#### EXTRAIT RETENU
================

11. Il résulte de tout ce qui précède que, sans qu'il soit besoin d'examiner les autres moyens de la requête, Mme A... est seulement fondée à soutenir que c'est à tort que, par le jugement attaqué, le tribunal administratif d'Orléans a rejeté sa demande tendant à l'annulation de la décision du 6 février 2023 l'obligeant à quitter le territoire français dans un délai de trente jours à destination de son pays d'origine.
Sur les conclusions à fin d'injonction :
12. L'annulation de la décision portant obligation de quitter le territoire français implique uniquement d'enjoindre au préfet d'Indre-et-Loire de procéder au réexamen de la situation de la requérante dans un délai de trois mois suivant la notification du présent arrêt, en saisissant le collège des médecins de l'Office français de l'immigration et de l'intégration pour avis si l'état de santé de la requérante nécessite toujours des soins, et de munir l'intéressée d'une autorisation provisoire de séjour dans cette attente. Il n'y a pas lieu d'assortir cette injonction d'une astreinte.

================

#### DONNÉES FOURNIES
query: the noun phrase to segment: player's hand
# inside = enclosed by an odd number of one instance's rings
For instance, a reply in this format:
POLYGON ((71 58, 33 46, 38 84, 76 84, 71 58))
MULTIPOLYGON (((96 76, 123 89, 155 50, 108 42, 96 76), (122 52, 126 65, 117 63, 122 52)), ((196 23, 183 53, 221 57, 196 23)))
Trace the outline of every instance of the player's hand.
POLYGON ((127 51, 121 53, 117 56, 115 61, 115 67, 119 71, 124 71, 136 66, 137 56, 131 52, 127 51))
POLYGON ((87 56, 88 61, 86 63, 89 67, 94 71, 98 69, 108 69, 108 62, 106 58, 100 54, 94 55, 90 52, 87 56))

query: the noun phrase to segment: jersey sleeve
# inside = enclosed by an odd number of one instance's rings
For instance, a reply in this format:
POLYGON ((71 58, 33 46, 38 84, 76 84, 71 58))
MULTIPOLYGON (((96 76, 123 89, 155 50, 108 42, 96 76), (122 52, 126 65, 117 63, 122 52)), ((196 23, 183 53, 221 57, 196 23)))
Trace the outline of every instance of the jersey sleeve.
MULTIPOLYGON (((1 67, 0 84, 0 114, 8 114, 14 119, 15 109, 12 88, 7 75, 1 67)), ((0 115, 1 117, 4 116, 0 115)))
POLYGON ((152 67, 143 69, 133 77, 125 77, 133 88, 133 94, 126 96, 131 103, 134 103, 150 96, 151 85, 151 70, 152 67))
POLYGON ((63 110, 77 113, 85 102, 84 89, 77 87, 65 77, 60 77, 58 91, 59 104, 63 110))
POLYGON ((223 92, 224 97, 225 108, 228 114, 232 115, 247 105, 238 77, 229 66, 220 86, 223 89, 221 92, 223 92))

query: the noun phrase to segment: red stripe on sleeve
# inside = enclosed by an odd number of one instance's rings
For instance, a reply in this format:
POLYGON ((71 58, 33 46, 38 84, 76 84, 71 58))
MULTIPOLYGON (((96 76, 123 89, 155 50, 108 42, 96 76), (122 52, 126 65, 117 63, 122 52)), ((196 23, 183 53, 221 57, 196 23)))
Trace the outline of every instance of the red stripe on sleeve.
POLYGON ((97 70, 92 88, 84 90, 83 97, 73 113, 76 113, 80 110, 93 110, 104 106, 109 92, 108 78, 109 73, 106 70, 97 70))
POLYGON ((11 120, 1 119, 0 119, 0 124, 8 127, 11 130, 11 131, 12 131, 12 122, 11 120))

================

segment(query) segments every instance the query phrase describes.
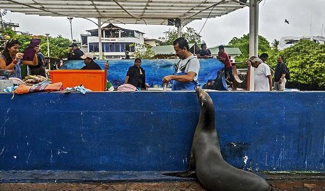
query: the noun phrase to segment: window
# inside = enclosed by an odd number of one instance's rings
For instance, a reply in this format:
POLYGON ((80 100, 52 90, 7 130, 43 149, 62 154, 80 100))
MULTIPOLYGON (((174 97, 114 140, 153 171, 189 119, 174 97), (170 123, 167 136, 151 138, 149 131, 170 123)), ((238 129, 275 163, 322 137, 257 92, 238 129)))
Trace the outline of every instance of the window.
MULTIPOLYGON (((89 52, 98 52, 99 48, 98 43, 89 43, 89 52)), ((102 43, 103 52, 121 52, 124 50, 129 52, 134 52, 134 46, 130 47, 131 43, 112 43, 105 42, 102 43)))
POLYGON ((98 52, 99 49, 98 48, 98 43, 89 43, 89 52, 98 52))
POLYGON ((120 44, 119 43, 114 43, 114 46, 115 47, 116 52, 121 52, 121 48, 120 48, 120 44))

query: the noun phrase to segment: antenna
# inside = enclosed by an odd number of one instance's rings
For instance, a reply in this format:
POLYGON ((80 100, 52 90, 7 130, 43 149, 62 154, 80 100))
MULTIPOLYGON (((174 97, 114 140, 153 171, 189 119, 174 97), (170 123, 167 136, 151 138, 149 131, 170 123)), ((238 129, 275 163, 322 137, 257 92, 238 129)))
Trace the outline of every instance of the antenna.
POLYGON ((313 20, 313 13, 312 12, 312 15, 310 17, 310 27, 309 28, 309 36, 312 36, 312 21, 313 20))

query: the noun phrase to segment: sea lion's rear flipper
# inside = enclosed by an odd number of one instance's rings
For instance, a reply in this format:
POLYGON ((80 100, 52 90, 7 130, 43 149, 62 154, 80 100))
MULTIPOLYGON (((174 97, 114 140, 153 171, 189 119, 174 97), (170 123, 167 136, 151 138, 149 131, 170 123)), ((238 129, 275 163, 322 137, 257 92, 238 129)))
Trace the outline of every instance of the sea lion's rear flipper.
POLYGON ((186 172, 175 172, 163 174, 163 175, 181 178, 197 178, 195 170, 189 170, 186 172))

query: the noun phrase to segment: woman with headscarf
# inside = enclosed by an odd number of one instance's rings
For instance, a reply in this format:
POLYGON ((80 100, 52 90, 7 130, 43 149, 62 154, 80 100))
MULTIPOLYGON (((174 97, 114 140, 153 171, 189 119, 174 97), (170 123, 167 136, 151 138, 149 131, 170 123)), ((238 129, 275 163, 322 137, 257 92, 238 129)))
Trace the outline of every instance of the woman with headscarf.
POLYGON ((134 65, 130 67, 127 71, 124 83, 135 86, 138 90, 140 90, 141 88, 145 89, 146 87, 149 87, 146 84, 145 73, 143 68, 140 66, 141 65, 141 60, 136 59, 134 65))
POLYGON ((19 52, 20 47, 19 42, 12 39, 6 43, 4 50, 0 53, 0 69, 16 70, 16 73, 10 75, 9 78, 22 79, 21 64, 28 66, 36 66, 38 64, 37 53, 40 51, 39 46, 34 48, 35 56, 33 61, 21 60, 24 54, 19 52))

================

#### CONSIGNE
Recopiez à l'identique, dans l'extrait de l'arrêt, le passage allant de « 11. Il résulte » jusqu'à « son pays d'origine. ».

#### RÉPONSE ATTENDUE
11. Il résulte de tout ce qui précède que, sans qu'il soit besoin d'examiner les autres moyens de la requête, Mme A... est seulement fondée à soutenir que c'est à tort que, par le jugement attaqué, le tribunal administratif d'Orléans a rejeté sa demande tendant à l'annulation de la décision du 6 février 2023 l'obligeant à quitter le territoire français dans un délai de trente jours à destination de son pays d'origine.